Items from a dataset
-- Opening Marker --

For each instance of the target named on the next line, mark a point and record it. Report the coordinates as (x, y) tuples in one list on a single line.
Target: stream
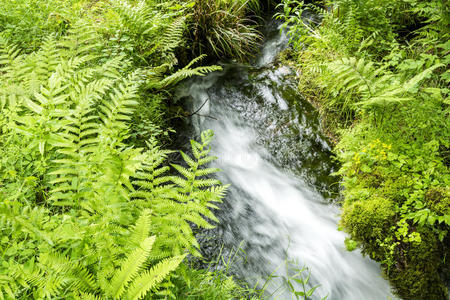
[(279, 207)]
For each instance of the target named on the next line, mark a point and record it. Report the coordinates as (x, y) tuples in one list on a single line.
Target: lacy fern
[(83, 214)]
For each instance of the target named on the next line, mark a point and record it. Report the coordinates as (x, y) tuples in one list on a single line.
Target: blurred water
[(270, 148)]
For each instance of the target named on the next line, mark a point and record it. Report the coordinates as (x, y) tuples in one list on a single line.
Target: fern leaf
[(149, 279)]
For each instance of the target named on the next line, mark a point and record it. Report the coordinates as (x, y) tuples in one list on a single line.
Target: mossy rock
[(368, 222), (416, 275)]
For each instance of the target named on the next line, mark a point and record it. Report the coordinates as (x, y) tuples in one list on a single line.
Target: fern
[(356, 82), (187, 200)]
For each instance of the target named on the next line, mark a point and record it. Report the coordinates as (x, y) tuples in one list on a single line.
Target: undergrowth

-- Closing Marker --
-- Opening Marker --

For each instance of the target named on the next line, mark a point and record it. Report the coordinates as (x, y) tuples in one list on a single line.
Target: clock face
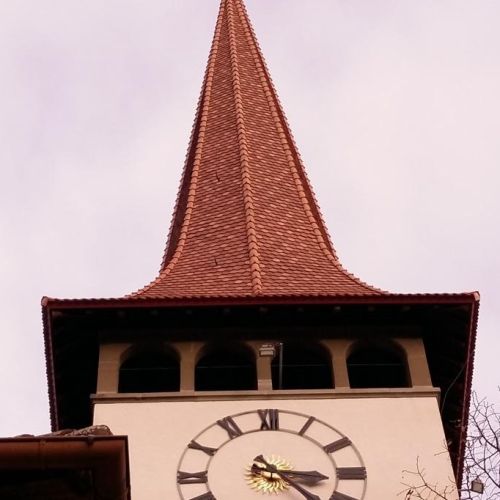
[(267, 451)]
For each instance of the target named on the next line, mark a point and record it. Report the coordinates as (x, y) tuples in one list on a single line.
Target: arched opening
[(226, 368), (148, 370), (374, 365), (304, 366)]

-- Closing Marker --

** EXERCISE DETAILS **
Return a word-for-word copy of the lines above from the one holding "Target: lacy fern" through the one holding "Target: undergrowth", with both of them included and nothing besides.

** EXERCISE SOLUTION **
Target: lacy fern
[(83, 214)]
For each instance of the target named on the next line, mark a point and record it. Report the coordinates as (x, y) tuples in one list on a single line.
Target: blurred water
[(270, 148)]
For each instance of the target named on the next line, mark a point and record it. Report the coordinates as (x, y) tuples in one list on a single line.
Target: fern leaf
[(149, 279)]
For each instance of the target named on the next line, mark a point and record it. Report the coordinates as (x, y) tuples in one list on a single line.
Target: mossy rock
[(368, 222), (416, 275)]
For each instance of the target named on the next line, mark a point and record it. Report the coordinates as (x, y) tuples in one list on a single line.
Target: fern
[(356, 82), (187, 200)]
For each instance of the target named on the next line, mark a point and record it. Report the coordinates as (x, y) tuples in one list on a single line.
Target: undergrowth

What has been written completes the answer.